## STORED RECORDS
════════════════════

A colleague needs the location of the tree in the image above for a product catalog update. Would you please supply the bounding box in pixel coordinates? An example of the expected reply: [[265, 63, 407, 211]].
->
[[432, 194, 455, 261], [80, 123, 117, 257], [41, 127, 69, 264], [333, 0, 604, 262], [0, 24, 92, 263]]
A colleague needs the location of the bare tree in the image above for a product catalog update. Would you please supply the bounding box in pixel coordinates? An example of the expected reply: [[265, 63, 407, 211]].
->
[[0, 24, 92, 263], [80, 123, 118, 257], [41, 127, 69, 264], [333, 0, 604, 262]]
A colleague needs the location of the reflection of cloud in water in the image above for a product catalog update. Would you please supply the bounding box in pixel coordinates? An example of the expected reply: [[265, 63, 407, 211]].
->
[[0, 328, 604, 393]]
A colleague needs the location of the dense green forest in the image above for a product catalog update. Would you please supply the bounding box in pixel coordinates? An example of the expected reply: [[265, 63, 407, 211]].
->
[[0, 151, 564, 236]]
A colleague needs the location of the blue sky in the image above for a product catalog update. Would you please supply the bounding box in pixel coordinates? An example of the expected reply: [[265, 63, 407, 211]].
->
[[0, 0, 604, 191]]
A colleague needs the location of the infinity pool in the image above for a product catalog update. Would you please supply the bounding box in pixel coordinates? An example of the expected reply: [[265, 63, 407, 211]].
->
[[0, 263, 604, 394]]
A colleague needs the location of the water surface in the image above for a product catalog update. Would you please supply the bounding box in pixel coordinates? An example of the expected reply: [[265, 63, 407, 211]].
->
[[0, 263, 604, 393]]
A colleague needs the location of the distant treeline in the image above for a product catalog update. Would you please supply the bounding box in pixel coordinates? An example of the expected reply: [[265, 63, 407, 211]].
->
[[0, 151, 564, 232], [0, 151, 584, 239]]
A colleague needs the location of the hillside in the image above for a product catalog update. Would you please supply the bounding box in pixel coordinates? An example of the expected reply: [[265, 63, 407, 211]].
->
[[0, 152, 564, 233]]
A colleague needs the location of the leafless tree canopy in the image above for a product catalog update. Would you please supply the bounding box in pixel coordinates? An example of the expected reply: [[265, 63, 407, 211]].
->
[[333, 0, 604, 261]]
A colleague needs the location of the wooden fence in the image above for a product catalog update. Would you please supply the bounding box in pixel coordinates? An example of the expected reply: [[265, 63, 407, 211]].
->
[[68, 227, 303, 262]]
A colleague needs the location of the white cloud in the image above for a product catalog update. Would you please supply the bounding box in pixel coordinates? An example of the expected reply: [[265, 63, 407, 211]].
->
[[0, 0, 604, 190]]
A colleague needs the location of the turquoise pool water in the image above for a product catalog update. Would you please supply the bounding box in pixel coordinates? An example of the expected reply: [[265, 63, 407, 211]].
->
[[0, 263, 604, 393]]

════════════════════

## THE EXERCISE
Retype every one of the rows above word for word, in the same order.

## WORKED SOLUTION
A colleague needs the location of the tree in the image above for a product catalog update. Would you please supply the bounding box in pixel coordinates? An example of the expected reply: [[265, 63, 407, 211]].
->
[[432, 194, 455, 261], [80, 123, 117, 257], [41, 127, 69, 264], [333, 0, 604, 262], [0, 24, 92, 263]]
A colleague needs the location of the bare tree in the image above for a product catalog update. Would you please supply the bounding box in pixel coordinates? An example of the expected reply: [[265, 63, 407, 211]].
->
[[0, 24, 92, 263], [80, 123, 118, 257], [41, 127, 69, 264], [333, 0, 604, 262]]
A colleague needs the location of the reflection of cloud in water in the image above for a product catalog update. Would you please supply the bounding box in pixel coordinates? An example of the expected reply: [[265, 63, 407, 211]].
->
[[0, 328, 604, 393]]
A colleague needs the location of the dense green forest in the image above for a product catalog update. Would you please supply the bounding box in pixel coordinates? An example of the expected reply: [[265, 63, 407, 211]].
->
[[0, 151, 564, 236]]
A colleague needs the location of the blue sky in the image above for a product catalog update. Would you please supply the bounding box in pixel coordinates? An example of the expected reply: [[265, 63, 407, 211]].
->
[[0, 0, 604, 191]]
A colleague needs the location of the infinity pool in the image above for a product catalog update. Would you please supply the bounding box in pixel coordinates? An example of the expected reply: [[265, 63, 407, 211]].
->
[[0, 263, 604, 394]]
A colleague needs the location of the water surface in the image above for a product catalog update. Would you please supply the bounding box in pixel coordinates? An example of the expected reply: [[265, 63, 407, 211]].
->
[[0, 263, 604, 393]]
A colleague needs the location of the distant treeline in the image above for a product catalog update. Would you please supply the bounding box in pixel coordinates? An example of the expected reply: [[265, 63, 407, 211]].
->
[[0, 151, 564, 232], [0, 151, 584, 239]]
A colleague needs the location of the hillside in the image above for a product catalog update. Would you please supply the bounding box in pixel coordinates? An example of the expected reply: [[265, 63, 407, 211]].
->
[[0, 152, 564, 233]]
A colleague needs the location of the leafless tree canopy in the image above for a product catalog update. Would you please supply the bounding box in pixel coordinates? An example of the expected reply: [[265, 63, 407, 211]].
->
[[333, 0, 604, 261]]
A colleague needs the location of the wooden fence in the image above for a product catalog update. Would you please supply the bounding box in pixel coordinates? An example of the expected reply: [[265, 63, 407, 211]].
->
[[68, 227, 303, 262]]
A colleague needs the location of the white cloud in the image above for a product catalog update. Would you please supply the bounding box in pixel coordinates? An example of the expected reply: [[265, 63, 407, 211]].
->
[[0, 0, 604, 190]]
A colleague needs the location of the turquoise pool water in the image above for a product catalog update. Would you please supply the bounding box in pixel coordinates? An example of the expected reply: [[265, 63, 407, 211]].
->
[[0, 263, 604, 393]]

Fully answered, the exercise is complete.